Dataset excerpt

################

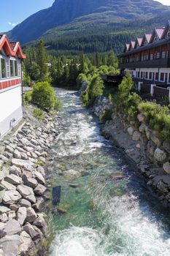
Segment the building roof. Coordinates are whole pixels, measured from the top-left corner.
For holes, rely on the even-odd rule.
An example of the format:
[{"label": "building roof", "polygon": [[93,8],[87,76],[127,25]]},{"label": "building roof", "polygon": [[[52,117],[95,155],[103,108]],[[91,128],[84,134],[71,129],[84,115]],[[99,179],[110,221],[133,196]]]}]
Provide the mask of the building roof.
[{"label": "building roof", "polygon": [[0,34],[0,50],[4,49],[8,56],[15,56],[19,59],[26,59],[19,42],[9,42],[6,34]]},{"label": "building roof", "polygon": [[[124,55],[125,53],[127,54],[128,53],[131,52],[139,52],[143,49],[147,49],[148,48],[150,48],[153,45],[161,45],[162,43],[169,41],[170,37],[168,36],[168,32],[170,31],[170,20],[168,20],[168,23],[166,26],[155,28],[152,33],[147,33],[144,34],[143,38],[139,38],[137,37],[135,43],[134,45],[134,41],[131,41],[130,44],[125,44],[125,49],[126,50],[124,50]],[[165,40],[168,37],[168,40]],[[139,48],[137,48],[137,45],[139,44]],[[128,48],[127,45],[130,45],[130,47]],[[125,55],[126,55],[125,54]]]}]

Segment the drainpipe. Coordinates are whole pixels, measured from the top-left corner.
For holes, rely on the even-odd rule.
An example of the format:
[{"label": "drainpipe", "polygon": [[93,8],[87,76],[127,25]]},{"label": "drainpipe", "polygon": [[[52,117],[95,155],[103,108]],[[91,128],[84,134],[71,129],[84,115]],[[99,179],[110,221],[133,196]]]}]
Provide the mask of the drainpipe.
[{"label": "drainpipe", "polygon": [[21,76],[21,91],[22,91],[22,105],[23,107],[23,68],[22,68],[22,64],[23,64],[23,60],[22,59],[20,59],[20,76]]}]

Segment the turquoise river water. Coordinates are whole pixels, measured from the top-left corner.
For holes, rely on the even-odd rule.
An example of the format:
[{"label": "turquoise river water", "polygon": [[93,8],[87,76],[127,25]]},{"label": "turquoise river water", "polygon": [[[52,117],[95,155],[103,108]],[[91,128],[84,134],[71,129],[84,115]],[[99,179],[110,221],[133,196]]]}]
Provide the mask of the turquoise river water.
[{"label": "turquoise river water", "polygon": [[[50,152],[49,181],[61,187],[60,206],[67,213],[50,216],[49,255],[170,255],[170,214],[135,166],[101,136],[98,118],[77,92],[59,89],[57,94],[63,124]],[[62,176],[71,169],[83,176]]]}]

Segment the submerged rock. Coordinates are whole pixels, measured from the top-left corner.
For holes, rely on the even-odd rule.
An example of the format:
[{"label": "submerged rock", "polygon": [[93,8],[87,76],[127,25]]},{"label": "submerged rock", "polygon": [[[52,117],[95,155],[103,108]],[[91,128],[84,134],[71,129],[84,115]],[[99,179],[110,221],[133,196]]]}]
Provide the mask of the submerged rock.
[{"label": "submerged rock", "polygon": [[61,187],[57,186],[53,188],[53,205],[57,206],[61,202]]}]

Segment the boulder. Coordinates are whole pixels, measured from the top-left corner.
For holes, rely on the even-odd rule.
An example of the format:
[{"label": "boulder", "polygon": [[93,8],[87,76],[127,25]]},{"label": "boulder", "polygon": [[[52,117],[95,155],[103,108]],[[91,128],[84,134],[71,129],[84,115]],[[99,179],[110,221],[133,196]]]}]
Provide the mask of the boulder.
[{"label": "boulder", "polygon": [[0,214],[7,214],[10,209],[6,206],[0,206]]},{"label": "boulder", "polygon": [[16,203],[22,197],[18,191],[9,190],[4,192],[2,202],[7,205],[11,205]]},{"label": "boulder", "polygon": [[132,140],[135,141],[140,140],[141,133],[138,131],[134,131],[132,136]]},{"label": "boulder", "polygon": [[18,255],[18,247],[23,240],[18,235],[6,236],[0,239],[0,248],[4,252],[4,256]]},{"label": "boulder", "polygon": [[163,147],[166,151],[166,152],[170,154],[170,140],[164,140],[163,143]]},{"label": "boulder", "polygon": [[35,178],[31,178],[31,176],[27,175],[26,173],[23,173],[22,178],[24,184],[26,186],[31,187],[31,188],[34,189],[38,185],[38,181]]},{"label": "boulder", "polygon": [[8,221],[8,217],[6,214],[2,214],[0,215],[0,222],[2,223],[6,223]]},{"label": "boulder", "polygon": [[13,153],[13,156],[14,156],[15,158],[18,158],[19,159],[21,159],[20,153],[17,149],[15,150],[15,151]]},{"label": "boulder", "polygon": [[[0,229],[0,239],[7,235],[7,232]],[[1,241],[1,240],[0,240]]]},{"label": "boulder", "polygon": [[167,157],[166,153],[164,150],[157,148],[154,152],[154,158],[156,162],[163,162]]},{"label": "boulder", "polygon": [[34,173],[34,176],[36,179],[38,183],[40,183],[40,184],[44,185],[45,184],[45,180],[40,173],[35,171]]},{"label": "boulder", "polygon": [[4,178],[4,181],[13,185],[20,185],[23,183],[22,178],[15,174],[8,175]]},{"label": "boulder", "polygon": [[37,202],[33,205],[33,208],[35,211],[41,211],[45,206],[45,200],[43,197],[37,199]]},{"label": "boulder", "polygon": [[19,200],[18,204],[21,207],[26,207],[26,208],[31,207],[31,203],[30,203],[30,201],[23,198]]},{"label": "boulder", "polygon": [[23,226],[23,230],[26,231],[31,237],[33,241],[37,240],[41,238],[39,233],[35,230],[33,226],[30,223],[27,223]]},{"label": "boulder", "polygon": [[1,203],[3,197],[4,196],[5,189],[0,191],[0,203]]},{"label": "boulder", "polygon": [[17,220],[22,226],[26,219],[27,211],[26,207],[20,207],[17,212]]},{"label": "boulder", "polygon": [[38,218],[34,220],[33,225],[38,227],[45,227],[46,223],[43,217],[39,216]]},{"label": "boulder", "polygon": [[8,218],[9,218],[9,219],[15,219],[15,218],[16,218],[15,211],[10,211],[8,213]]},{"label": "boulder", "polygon": [[34,191],[37,195],[43,195],[46,191],[46,187],[42,184],[38,184]]},{"label": "boulder", "polygon": [[15,174],[19,177],[21,176],[21,173],[22,173],[20,168],[15,165],[11,166],[9,170],[10,174]]},{"label": "boulder", "polygon": [[35,167],[35,165],[31,161],[18,159],[15,158],[12,158],[12,164],[30,172],[33,172]]},{"label": "boulder", "polygon": [[22,256],[27,256],[28,252],[32,252],[35,249],[35,245],[31,239],[31,237],[26,232],[23,231],[20,234],[20,238],[23,243],[18,249],[18,255]]},{"label": "boulder", "polygon": [[81,173],[74,170],[68,170],[63,172],[63,174],[66,178],[68,178],[71,180],[77,178],[81,176]]},{"label": "boulder", "polygon": [[27,208],[26,222],[32,223],[35,221],[36,218],[37,218],[37,215],[35,213],[35,211],[31,207]]},{"label": "boulder", "polygon": [[7,181],[5,181],[4,180],[2,180],[1,181],[0,185],[1,185],[7,190],[16,190],[15,186],[11,184]]},{"label": "boulder", "polygon": [[17,189],[23,198],[28,200],[32,203],[36,203],[36,197],[31,187],[22,184],[18,186]]},{"label": "boulder", "polygon": [[129,127],[128,129],[127,129],[127,132],[129,134],[130,136],[132,136],[134,132],[134,129],[132,127]]},{"label": "boulder", "polygon": [[37,168],[36,168],[37,171],[39,173],[40,173],[43,176],[45,176],[45,169],[43,168],[43,167],[42,166],[39,166]]},{"label": "boulder", "polygon": [[163,165],[163,168],[166,173],[170,174],[170,162],[165,162]]},{"label": "boulder", "polygon": [[20,225],[16,219],[9,219],[4,227],[4,231],[7,232],[7,236],[20,234],[21,233]]}]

################

Arrange all the records above as a Markdown table with the columns Row and Record line, one line per row. Leave out blank lines and the pictures.

| Row | Record line |
|---|---|
| 1 | Segment the building roof. Coordinates are whole pixels, measured from the top-left corner. |
| 2 | For holes, rely on the even-odd rule. |
| 3 | An example of the format: |
| 4 | [{"label": "building roof", "polygon": [[93,8],[87,76],[127,25]]},{"label": "building roof", "polygon": [[[52,117],[95,155],[103,108]],[[91,128],[84,134],[71,129],[84,115]],[[99,179],[110,221],[133,196]]]}] |
| 5 | Provide the mask of the building roof. |
| 6 | [{"label": "building roof", "polygon": [[0,34],[0,50],[4,49],[8,56],[15,56],[19,59],[26,59],[19,42],[9,42],[6,34]]},{"label": "building roof", "polygon": [[[124,55],[125,53],[127,54],[128,53],[131,52],[139,52],[143,49],[147,49],[148,48],[150,48],[153,45],[161,45],[162,43],[169,41],[170,37],[168,36],[168,32],[170,31],[170,20],[168,20],[168,23],[166,26],[155,28],[152,33],[147,33],[144,34],[143,38],[139,38],[137,37],[135,43],[134,45],[134,41],[131,41],[130,44],[125,44],[125,49],[126,50],[124,50]],[[165,40],[168,37],[168,40]],[[139,48],[137,48],[137,45],[139,44]],[[128,48],[127,45],[130,45],[130,47]],[[125,55],[126,55],[125,54]]]}] |
| 7 | Segment the drainpipe. Coordinates are whole pixels, measured from the top-left corner. |
| 8 | For holes, rely on the even-odd rule. |
| 9 | An example of the format: |
| 10 | [{"label": "drainpipe", "polygon": [[93,8],[87,76],[127,25]]},{"label": "drainpipe", "polygon": [[[52,117],[95,155],[103,108]],[[91,128],[84,134],[71,129],[84,115]],[[99,179],[110,221],[133,196]]]}] |
| 11 | Provide the mask of the drainpipe. |
| 12 | [{"label": "drainpipe", "polygon": [[21,76],[21,91],[22,91],[22,105],[23,107],[23,68],[22,68],[22,64],[23,64],[23,60],[22,59],[20,59],[20,76]]}] |
| 13 | Segment the turquoise river water. Coordinates are whole pixels, measured from the top-left corner. |
| 14 | For holes, rely on the even-odd rule. |
| 15 | An example of the format: |
| 16 | [{"label": "turquoise river water", "polygon": [[93,8],[87,76],[127,25]]},{"label": "turquoise river water", "polygon": [[[52,117],[95,155],[103,108]],[[91,128],[84,134],[71,129],[84,115]],[[99,179],[110,221],[133,196]]]}] |
| 17 | Provide the mask of the turquoise river water. |
| 18 | [{"label": "turquoise river water", "polygon": [[[50,152],[49,181],[61,187],[60,206],[67,213],[50,216],[49,255],[170,255],[170,214],[135,166],[101,136],[98,118],[77,92],[59,89],[57,94],[63,124]],[[62,176],[71,169],[83,176]]]}] |
| 19 | Segment the submerged rock. Coordinates are whole pixels, measured from the top-left corner. |
| 20 | For holes, rely on the even-odd rule. |
| 21 | An example of the format: |
| 22 | [{"label": "submerged rock", "polygon": [[93,8],[87,76],[127,25]]},{"label": "submerged rock", "polygon": [[[52,117],[95,155],[103,108]],[[91,128],[84,134],[71,129],[84,115]],[[99,179],[110,221],[133,196]]]}] |
| 23 | Provide the mask of the submerged rock. |
| 24 | [{"label": "submerged rock", "polygon": [[61,187],[57,186],[53,188],[53,205],[57,206],[61,202]]}] |
| 25 | Segment the boulder. Coordinates are whole pixels, measured from the top-left corner. |
| 26 | For holes, rely on the even-odd rule. |
| 27 | An example of the format: |
| 28 | [{"label": "boulder", "polygon": [[93,8],[87,76],[127,25]]},{"label": "boulder", "polygon": [[[52,117],[95,155],[103,108]],[[91,128],[84,134],[71,129],[84,115]],[[99,179],[110,221],[133,196]]]}] |
| 29 | Provide the mask of the boulder. |
| 30 | [{"label": "boulder", "polygon": [[0,214],[7,214],[10,209],[6,206],[0,206]]},{"label": "boulder", "polygon": [[16,203],[22,197],[18,191],[9,190],[4,192],[2,202],[7,205],[11,205]]},{"label": "boulder", "polygon": [[132,140],[135,141],[140,140],[141,133],[138,131],[134,131],[132,136]]},{"label": "boulder", "polygon": [[18,255],[18,247],[23,240],[18,235],[6,236],[0,239],[0,248],[4,252],[4,256]]},{"label": "boulder", "polygon": [[163,147],[166,151],[166,152],[170,154],[170,140],[164,140],[163,143]]},{"label": "boulder", "polygon": [[35,178],[31,178],[31,176],[27,175],[26,173],[23,173],[22,178],[24,184],[26,186],[31,187],[31,188],[34,189],[38,185],[38,181]]},{"label": "boulder", "polygon": [[8,221],[8,217],[6,214],[2,214],[0,215],[0,222],[2,223],[6,223]]},{"label": "boulder", "polygon": [[13,153],[13,156],[14,156],[15,158],[18,158],[19,159],[21,159],[20,153],[17,149],[15,150],[15,151]]},{"label": "boulder", "polygon": [[[0,229],[0,239],[7,235],[7,232]],[[1,241],[1,240],[0,240]]]},{"label": "boulder", "polygon": [[167,157],[166,153],[164,150],[157,148],[154,152],[154,158],[156,162],[163,162]]},{"label": "boulder", "polygon": [[34,173],[34,176],[36,179],[38,183],[40,183],[40,184],[44,185],[45,184],[45,180],[40,173],[35,171]]},{"label": "boulder", "polygon": [[4,178],[4,181],[13,185],[20,185],[23,183],[22,178],[15,174],[8,175]]},{"label": "boulder", "polygon": [[37,202],[33,205],[33,208],[35,211],[41,211],[45,206],[45,200],[43,197],[37,199]]},{"label": "boulder", "polygon": [[19,200],[18,204],[21,207],[26,207],[26,208],[31,207],[31,203],[30,203],[30,201],[23,198]]},{"label": "boulder", "polygon": [[23,226],[23,230],[26,231],[31,237],[33,241],[37,240],[41,238],[39,233],[35,230],[33,226],[30,223],[27,223]]},{"label": "boulder", "polygon": [[1,203],[3,197],[4,196],[5,189],[0,191],[0,203]]},{"label": "boulder", "polygon": [[17,220],[22,226],[26,219],[27,211],[26,207],[20,207],[17,212]]},{"label": "boulder", "polygon": [[38,218],[34,220],[33,225],[38,227],[45,227],[46,223],[43,217],[39,216]]},{"label": "boulder", "polygon": [[8,218],[9,218],[9,219],[15,219],[15,218],[16,218],[15,211],[10,211],[8,213]]},{"label": "boulder", "polygon": [[34,191],[37,195],[43,195],[46,191],[46,187],[42,184],[38,184]]},{"label": "boulder", "polygon": [[15,174],[19,177],[21,176],[21,173],[22,173],[20,168],[15,165],[11,166],[9,170],[10,174]]},{"label": "boulder", "polygon": [[35,167],[35,165],[31,161],[18,159],[15,158],[12,158],[12,164],[30,172],[33,172]]},{"label": "boulder", "polygon": [[22,256],[27,256],[28,252],[32,252],[35,249],[35,245],[31,239],[31,237],[26,232],[23,231],[20,234],[20,238],[23,243],[18,249],[18,255]]},{"label": "boulder", "polygon": [[81,173],[74,170],[68,170],[63,172],[63,174],[66,178],[68,178],[71,180],[77,178],[81,176]]},{"label": "boulder", "polygon": [[27,208],[26,222],[32,223],[35,221],[36,218],[37,218],[37,215],[35,213],[35,211],[31,207]]},{"label": "boulder", "polygon": [[7,181],[5,181],[4,180],[2,180],[1,181],[0,185],[1,185],[7,190],[16,190],[15,186],[11,184]]},{"label": "boulder", "polygon": [[17,189],[23,198],[28,200],[32,203],[36,203],[36,197],[31,187],[22,184],[18,186]]},{"label": "boulder", "polygon": [[129,127],[128,129],[127,129],[127,132],[129,134],[130,136],[132,136],[134,132],[134,129],[132,127]]},{"label": "boulder", "polygon": [[37,168],[36,168],[37,171],[39,173],[40,173],[43,176],[45,176],[45,169],[43,168],[43,167],[42,166],[39,166]]},{"label": "boulder", "polygon": [[163,165],[163,168],[166,173],[170,174],[170,162],[165,162]]},{"label": "boulder", "polygon": [[20,225],[16,219],[9,219],[4,227],[4,231],[7,232],[7,236],[20,234],[21,233]]}] |